> What to work on:
(A) Please copy the stretch of the R tutorial from "Optional Local Setup¶" through "Open RStudio.".
(B) Decide whether each statement agrees with the R tutorial. Answer yes or no, and quote the words from the tutorial that settle it.
(i) A matrix and a dataframe are both 2-D objects built from vectors.
(ii) A warning means the function did not run.
(iii) The function c() is short for "combine."
(C) Pick up the R tutorial where it stops and continue it.

> Excerpt provided:

———

Optional Local Setup¶
Please note: we will be running our code inside the CyVerse DE VICE App again:
These local installation instructions are for you to explore on your own time.
You can download R & RStudio for your local:
Follow installation instructions for your operating system.
Open RStudio.
Go to Session -> Set Working Directory to set where you will pull data files from and/or save your code.
setwd(path)
getwd() #see what working directory you're in
Introduction¶
You will learn how to: - navigate & interact with R Studio
UI of R Studio
how to use “help”
install packages
upload data
- data structures
strings, factors, numbers, integers
vectors & arrays
matrices & lists
- explore data
data manipulation
data subsetting
R Studio makes using R programming language easier to interact with and to keep track of projects.
Data Structures¶
Types of Variables¶
- Character - text that cannot have calculations done on them
e.g., “a”, “xyz”
as.character()
- Numeric - numerical values include decimals and can have calculations performed on them
e.g., 1, 1.5
as.numeric()
- Integer - whole numbers only, and can also have calculations performed on them
e.g., 2L (L stores it as an integer)
as.integer()
Logical - TRUE or FALSE
as.factor()
#creates groupings within dataset
Exercise:
What does the following return? What does it mean?
str(10)
str("10")
- Try calculations on the following.
What works and what doesn’t? Why or why not?
10*2
"10"*2
- Errors v. Warnings:
Errors are given when R cannot perform the calculation Warnings mean that the function has run but perhaps with some issues.
Storing Variables¶
We can assign any of the types of data above in a “place holder”. Variables are assignee using “<-“.
For example, we can store the number 10 in a letter to use later
a <- 10
NOTE Do not create variables that are already functions or arguments (e.g., c, T, F). NOTE Do not overwrite variables.
Exercise:
What does a*2 give you?
Vectors¶
Vectors are 1-D object that contain “like” data types. You can create a string of variables and add to a vector using c(), which is short for concatenate.
Exercise:
What are the outputs of the code below?
Create your own vector using the vector() function.
x <- c(1, 2, 3, 4, 5)
y <- 1:5
z <- seq(1, 5, 1)
Are x, y, and z all the same structure? If not, how would you make them all the same?
Adding to vectors: the concatenate function: c()
d <- 1
d <- c(d, 2)
- Try adding two to every numer in the vector “x”.
How do you add two to every number in x?
What happens what you add a character to a vector?
d <- c(d, "a")
str(d)
ATOMIC VECTORS are vectors which cannot be simplified anymore, and therefore “$” cannot be used on them. Yes, this error happens a lot. Yes, it is frustrating. Good luck.
Matrices & Dataframes¶
A matrix and a dataframe are both 2-D objects that are made up of vectors.
Creating a dataframe using data.frame()
Exercise:
Play with the different types of data in the data.frame(). What happens?
You can combine dataframes:
hello <- data.frame(1:26, letters, words = c("hey", "you"))
hi <- data.frame(1:26, letters, c("hey", "you"))
howdy <- data.frame(hello, hi)
How do you name the column with the numbers 1-26?
hi <- data.frame(numbers = 1:26, letters, c("hey", "you"))
What are the column headers? What happens when you do the following?

———

> Data:
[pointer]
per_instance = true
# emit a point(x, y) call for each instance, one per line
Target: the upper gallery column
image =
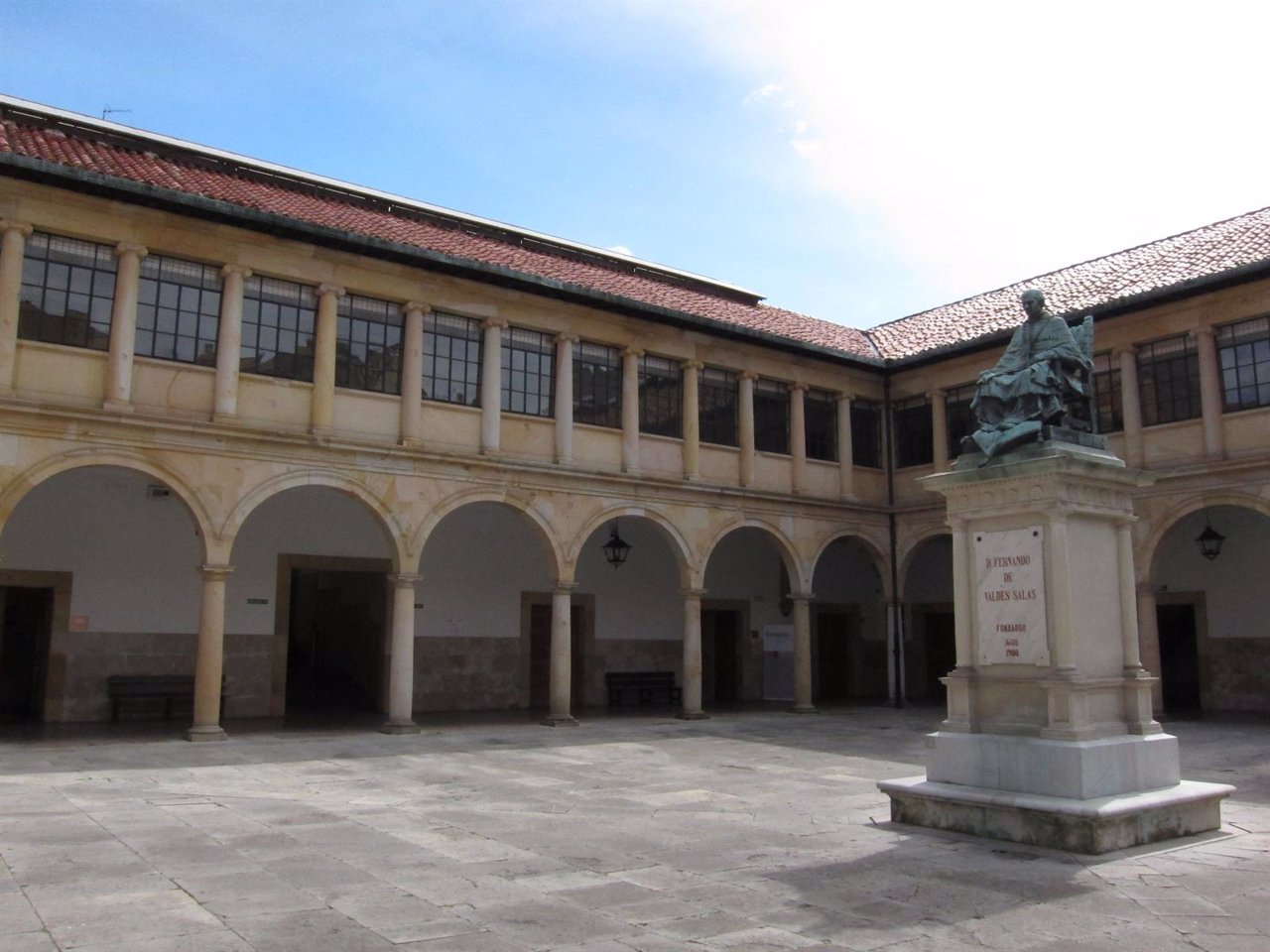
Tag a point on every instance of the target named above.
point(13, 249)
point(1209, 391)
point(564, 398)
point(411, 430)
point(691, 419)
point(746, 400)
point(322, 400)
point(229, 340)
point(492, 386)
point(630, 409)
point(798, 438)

———

> Exercise responses:
(A)
Optional Local Setup¶
Please note: we will be running our code inside the CyVerse DE VICE App again:
These local installation instructions are for you to explore on your own time.
You can download R & RStudio for your local:
Follow installation instructions for your operating system.
Open RStudio.

(B)
(i) Yes: "A matrix and a dataframe are both 2-D objects that are made up of vectors."
(ii) No: "Warnings mean that the function has run but perhaps with some issues."
(iii) No: "c(), which is short for concatenate."

(C)
hola <- data.frame(1:26, letters, words = "hey", "you")
Adding columns and rows using cbind() and rbind()
cbind(hello, "goodbye")
We can call columns using $ in the form of data.frame$column or call them using the modifier data.frame[row#, column#]
Calling columns:
hello[,2] #[] are like an index
hello$letters
Subsetting:
hello[1:5, 2]
hello$letters[1:5]
Useful Functions to explore data types
View() #can also double click on dataframe inside the R environment tab
str()
summary()
class()
typeof()
length()
attributes() #can also click on dataframe inside the R environment tab
dim()
head()
tail()
Exercise
What is the output of these commands on the data frame hello?
You can save a dataframe using write.table() and write.csv().
The R Environment¶
You can view your environment either by looking at the upper left tab or by typing the following:
ls() #see variables in your environment
You can remove objects using the rm() function.
Exercise:
How would you remove “a” from the environment? How would you check?
Exploring Data¶
R is a great tool for exploratory data analysis (EDA), and RStudio makes EDA even easier!
Data Manipulation¶
Create the following dataframe:
cats <- data.frame(coat = c("calico", "black", "tabby"),
weight = c(2.1, 5.0,3.2),
likes_string = c(1, 0, 1))
class(cats)
Let’s add!
cats$weight + 2
cats$coat + cats$coat
What are the outputs?
We can use the function “paste” to make more complex strings:
paste("My cat is", cats$coat)
What is the output?
Subsetting Data¶
Exercise:
What is the function for subsetting data?
What are the outputs?
p <- subset(cats, cats$weight <= 3)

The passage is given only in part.